==== Extract to read ====

PRACTICAL: Benchmarking Molecular Dynamics Performance Using GROMACS 1
Overview
Teaching: 10 min
Exercises: 20 minQuestions
How does a small, 80k-atom system performance scale as more cores are used?
What about a larger, 12M-atom system?
Objectives
Gain a basic understanding of key aspects of running molecular dynamics simulations in parallel.
Aims
In this exercise, you will be running molecular dynamics simulations using GROMACS. You will be benchmarking how efficiently a small system will run as you increase the number of processors.
Instructions
You will be running a benchmark that has been used to explore the performance/price behaviour of GROMACS on various generations of CPUs and GPUs. A number of publications have used this benchmark to report on, and compare, the performance of GROMACS on different systems (e.g see: https://doi.org/10.1002/jcc.24030 ).

==== Recorded data ====

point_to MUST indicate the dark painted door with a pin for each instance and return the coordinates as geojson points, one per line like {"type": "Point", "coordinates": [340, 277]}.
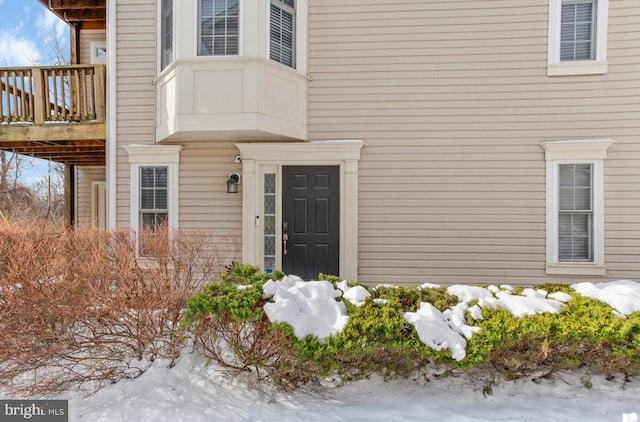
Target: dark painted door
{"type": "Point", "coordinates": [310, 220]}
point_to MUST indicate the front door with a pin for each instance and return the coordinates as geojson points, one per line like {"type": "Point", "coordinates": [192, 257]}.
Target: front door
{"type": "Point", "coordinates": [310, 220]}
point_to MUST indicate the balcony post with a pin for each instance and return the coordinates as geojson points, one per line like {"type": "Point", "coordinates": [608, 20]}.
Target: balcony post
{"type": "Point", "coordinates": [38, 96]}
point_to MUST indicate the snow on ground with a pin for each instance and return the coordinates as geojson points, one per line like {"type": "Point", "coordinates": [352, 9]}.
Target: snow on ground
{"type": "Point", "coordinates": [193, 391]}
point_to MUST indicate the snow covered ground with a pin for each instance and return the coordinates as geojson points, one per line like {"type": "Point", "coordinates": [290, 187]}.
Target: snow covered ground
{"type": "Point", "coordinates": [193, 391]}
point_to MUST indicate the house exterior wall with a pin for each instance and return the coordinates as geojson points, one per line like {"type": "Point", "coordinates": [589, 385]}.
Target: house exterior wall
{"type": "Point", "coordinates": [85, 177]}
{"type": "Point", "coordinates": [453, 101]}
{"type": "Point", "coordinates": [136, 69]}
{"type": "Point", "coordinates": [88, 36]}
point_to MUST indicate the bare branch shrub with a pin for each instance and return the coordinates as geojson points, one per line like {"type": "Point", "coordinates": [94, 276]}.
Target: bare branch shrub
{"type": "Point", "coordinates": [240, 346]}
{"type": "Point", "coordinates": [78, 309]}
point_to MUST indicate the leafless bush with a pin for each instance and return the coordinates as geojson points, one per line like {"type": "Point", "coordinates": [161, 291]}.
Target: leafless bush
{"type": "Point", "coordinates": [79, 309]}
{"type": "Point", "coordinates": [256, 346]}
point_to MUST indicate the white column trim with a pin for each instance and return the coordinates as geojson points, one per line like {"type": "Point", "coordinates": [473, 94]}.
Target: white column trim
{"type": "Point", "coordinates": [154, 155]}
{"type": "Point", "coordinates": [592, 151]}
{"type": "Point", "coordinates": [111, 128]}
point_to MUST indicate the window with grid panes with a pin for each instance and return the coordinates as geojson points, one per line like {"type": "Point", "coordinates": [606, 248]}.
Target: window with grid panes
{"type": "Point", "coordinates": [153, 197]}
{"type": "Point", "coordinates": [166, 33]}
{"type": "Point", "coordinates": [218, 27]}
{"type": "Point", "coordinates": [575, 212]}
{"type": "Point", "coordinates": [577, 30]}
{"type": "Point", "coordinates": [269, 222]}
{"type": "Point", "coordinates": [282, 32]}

====
==== Recorded data ====

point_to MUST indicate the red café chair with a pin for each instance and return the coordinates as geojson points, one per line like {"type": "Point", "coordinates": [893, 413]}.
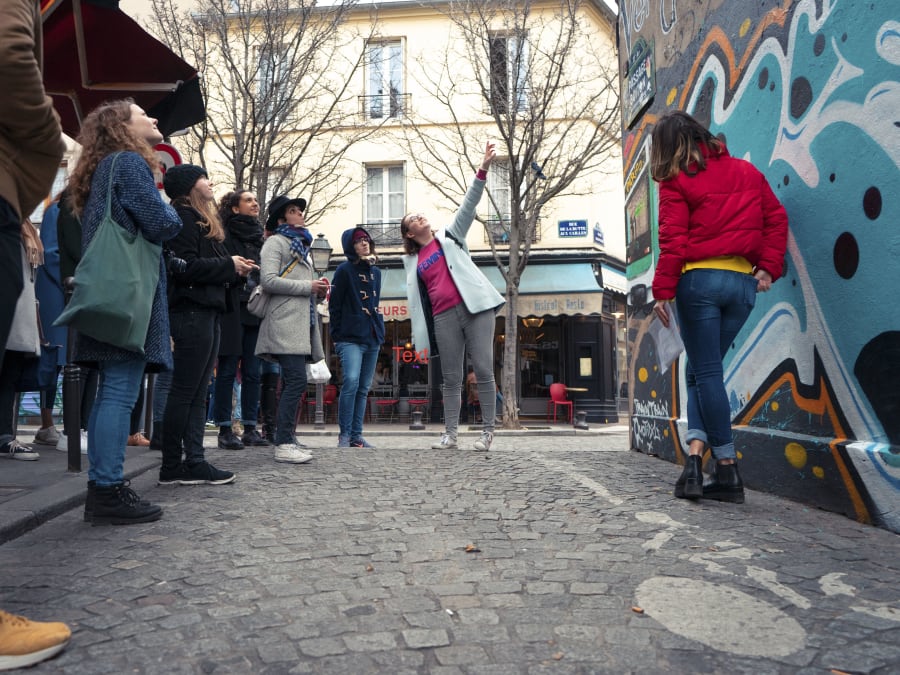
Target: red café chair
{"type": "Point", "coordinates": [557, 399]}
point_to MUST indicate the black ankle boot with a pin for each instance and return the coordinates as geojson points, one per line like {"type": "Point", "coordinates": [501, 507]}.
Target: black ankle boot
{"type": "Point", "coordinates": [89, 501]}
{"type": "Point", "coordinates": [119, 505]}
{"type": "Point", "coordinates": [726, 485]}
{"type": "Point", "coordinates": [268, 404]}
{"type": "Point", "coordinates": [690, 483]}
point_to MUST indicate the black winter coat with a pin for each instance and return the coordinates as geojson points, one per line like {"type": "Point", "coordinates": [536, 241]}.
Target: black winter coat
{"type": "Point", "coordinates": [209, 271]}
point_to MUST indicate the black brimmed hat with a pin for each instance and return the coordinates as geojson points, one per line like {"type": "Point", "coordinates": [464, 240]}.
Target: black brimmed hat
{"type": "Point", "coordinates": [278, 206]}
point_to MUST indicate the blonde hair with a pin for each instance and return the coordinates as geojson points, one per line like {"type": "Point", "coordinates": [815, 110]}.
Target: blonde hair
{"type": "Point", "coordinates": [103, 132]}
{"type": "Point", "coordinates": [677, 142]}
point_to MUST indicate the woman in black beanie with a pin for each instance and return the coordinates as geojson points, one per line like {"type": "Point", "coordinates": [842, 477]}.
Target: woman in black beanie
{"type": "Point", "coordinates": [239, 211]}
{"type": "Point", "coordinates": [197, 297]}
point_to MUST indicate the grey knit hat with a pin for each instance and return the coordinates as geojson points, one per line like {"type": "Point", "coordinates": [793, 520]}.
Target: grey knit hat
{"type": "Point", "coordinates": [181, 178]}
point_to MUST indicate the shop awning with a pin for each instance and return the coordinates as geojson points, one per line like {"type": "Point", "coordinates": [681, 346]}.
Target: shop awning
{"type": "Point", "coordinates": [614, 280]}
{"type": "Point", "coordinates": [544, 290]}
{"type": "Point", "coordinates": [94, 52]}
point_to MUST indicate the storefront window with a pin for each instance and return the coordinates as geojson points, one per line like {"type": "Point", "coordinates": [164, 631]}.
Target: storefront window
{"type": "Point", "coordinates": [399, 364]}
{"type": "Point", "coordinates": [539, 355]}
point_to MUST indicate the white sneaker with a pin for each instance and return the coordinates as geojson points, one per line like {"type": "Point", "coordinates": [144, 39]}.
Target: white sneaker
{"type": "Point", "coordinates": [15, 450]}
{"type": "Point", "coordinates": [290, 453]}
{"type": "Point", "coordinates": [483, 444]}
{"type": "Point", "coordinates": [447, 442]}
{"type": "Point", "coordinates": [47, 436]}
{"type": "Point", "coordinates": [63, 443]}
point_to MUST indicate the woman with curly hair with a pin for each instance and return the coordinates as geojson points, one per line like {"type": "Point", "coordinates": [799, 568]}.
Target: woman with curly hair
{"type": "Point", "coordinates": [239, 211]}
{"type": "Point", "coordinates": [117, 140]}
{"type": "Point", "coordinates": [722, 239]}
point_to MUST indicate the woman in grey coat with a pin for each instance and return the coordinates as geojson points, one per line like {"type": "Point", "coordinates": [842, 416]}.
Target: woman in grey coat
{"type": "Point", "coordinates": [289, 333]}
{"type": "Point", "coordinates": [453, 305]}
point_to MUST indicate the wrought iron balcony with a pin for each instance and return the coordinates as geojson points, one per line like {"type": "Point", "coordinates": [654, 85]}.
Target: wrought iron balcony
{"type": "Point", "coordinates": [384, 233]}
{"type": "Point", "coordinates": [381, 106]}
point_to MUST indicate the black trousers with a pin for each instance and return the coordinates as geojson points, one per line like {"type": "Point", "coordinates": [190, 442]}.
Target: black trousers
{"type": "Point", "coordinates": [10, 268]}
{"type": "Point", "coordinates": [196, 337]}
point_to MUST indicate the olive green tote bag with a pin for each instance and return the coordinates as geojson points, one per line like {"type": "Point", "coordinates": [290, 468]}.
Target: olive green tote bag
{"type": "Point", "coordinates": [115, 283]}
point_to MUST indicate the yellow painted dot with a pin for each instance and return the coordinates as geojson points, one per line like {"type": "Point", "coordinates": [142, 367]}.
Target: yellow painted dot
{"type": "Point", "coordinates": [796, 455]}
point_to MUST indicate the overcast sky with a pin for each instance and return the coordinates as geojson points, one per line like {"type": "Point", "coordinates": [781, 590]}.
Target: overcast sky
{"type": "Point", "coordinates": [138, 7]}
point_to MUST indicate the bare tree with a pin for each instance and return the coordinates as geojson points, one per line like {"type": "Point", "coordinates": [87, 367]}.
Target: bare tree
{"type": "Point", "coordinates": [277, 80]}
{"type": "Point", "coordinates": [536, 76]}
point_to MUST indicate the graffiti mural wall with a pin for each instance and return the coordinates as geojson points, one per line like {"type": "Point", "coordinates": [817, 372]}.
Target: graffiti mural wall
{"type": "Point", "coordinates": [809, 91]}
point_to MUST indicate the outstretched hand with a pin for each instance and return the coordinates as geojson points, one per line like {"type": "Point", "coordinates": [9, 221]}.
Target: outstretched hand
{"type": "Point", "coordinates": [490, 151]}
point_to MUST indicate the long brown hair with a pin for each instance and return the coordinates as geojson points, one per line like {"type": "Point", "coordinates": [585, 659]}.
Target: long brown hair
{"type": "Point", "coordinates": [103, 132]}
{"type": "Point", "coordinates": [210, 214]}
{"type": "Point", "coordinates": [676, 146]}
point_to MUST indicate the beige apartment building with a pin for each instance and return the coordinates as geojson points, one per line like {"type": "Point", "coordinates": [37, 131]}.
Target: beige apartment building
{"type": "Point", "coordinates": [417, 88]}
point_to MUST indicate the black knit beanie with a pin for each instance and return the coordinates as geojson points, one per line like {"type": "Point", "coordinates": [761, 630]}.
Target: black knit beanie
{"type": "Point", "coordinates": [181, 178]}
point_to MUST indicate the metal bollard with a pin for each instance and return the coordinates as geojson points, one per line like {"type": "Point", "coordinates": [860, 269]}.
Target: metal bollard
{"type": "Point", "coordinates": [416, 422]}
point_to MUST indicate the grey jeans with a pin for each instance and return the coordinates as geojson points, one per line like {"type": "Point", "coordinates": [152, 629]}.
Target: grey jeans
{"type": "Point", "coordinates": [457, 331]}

====
==== Recorded data ====

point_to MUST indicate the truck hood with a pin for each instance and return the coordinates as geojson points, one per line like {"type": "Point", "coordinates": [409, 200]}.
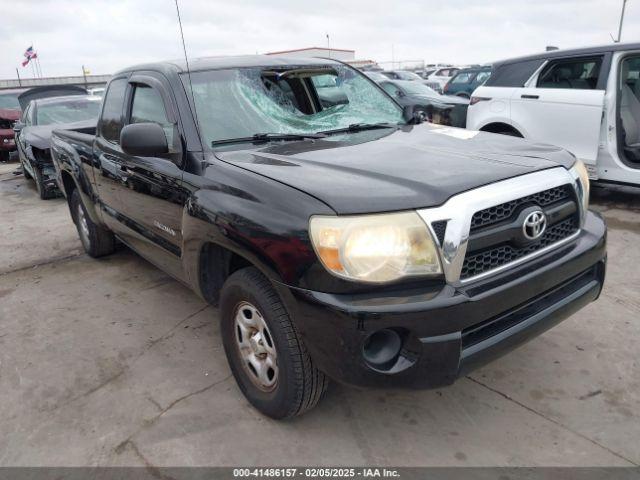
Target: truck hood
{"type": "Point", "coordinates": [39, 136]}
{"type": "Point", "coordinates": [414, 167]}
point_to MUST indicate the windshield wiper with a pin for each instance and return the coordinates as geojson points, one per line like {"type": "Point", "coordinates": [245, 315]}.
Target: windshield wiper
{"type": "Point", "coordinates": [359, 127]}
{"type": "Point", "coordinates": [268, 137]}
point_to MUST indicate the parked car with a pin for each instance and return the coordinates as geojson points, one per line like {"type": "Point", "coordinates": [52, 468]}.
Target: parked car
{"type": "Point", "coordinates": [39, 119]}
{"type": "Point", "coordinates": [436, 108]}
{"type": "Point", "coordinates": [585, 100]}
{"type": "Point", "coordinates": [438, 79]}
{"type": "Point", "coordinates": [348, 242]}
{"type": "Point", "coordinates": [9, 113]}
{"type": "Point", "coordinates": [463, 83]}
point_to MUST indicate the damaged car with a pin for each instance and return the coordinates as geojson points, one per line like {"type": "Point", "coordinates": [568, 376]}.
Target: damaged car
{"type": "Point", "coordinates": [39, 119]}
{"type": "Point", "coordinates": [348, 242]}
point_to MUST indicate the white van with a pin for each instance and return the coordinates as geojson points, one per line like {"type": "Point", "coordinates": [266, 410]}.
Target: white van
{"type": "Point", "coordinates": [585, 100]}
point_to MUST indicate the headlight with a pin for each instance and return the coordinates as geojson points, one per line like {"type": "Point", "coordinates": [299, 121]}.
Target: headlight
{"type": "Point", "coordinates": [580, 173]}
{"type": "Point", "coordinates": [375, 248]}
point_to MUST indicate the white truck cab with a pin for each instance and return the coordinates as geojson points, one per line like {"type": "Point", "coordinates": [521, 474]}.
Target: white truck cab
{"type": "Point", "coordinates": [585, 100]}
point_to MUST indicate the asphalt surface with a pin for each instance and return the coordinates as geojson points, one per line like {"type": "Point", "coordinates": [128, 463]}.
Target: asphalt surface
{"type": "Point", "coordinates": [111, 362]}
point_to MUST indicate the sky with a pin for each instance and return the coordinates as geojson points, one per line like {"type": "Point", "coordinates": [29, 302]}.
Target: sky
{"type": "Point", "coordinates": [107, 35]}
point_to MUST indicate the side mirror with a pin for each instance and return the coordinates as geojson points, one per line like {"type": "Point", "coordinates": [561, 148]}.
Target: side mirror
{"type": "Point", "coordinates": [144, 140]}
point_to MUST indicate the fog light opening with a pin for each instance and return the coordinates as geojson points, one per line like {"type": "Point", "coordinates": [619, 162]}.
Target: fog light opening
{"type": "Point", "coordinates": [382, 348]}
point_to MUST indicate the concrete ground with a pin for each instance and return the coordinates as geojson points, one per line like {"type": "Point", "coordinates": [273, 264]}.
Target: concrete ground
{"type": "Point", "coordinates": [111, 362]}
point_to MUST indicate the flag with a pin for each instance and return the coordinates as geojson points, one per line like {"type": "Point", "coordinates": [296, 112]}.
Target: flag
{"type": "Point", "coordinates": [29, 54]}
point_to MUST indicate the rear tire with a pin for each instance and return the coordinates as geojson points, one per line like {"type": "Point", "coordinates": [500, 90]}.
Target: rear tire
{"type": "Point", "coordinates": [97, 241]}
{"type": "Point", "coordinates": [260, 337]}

====

What is needed – From the GROMACS benchmarking exercise above, transcribe the passage starting with "PRACTICAL: Benchmarking Molecular" and going on through "see: https://doi.org/10.1002/jcc.24030 ).".

Task output –
PRACTICAL: Benchmarking Molecular Dynamics Performance Using GROMACS 1
Overview
Teaching: 10 min
Exercises: 20 minQuestions
How does a small, 80k-atom system performance scale as more cores are used?
What about a larger, 12M-atom system?
Objectives
Gain a basic understanding of key aspects of running molecular dynamics simulations in parallel.
Aims
In this exercise, you will be running molecular dynamics simulations using GROMACS. You will be benchmarking how efficiently a small system will run as you increase the number of processors.
Instructions
You will be running a benchmark that has been used to explore the performance/price behaviour of GROMACS on various generations of CPUs and GPUs. A number of publications have used this benchmark to report on, and compare, the performance of GROMACS on different systems (e.g see: https://doi.org/10.1002/jcc.24030 ).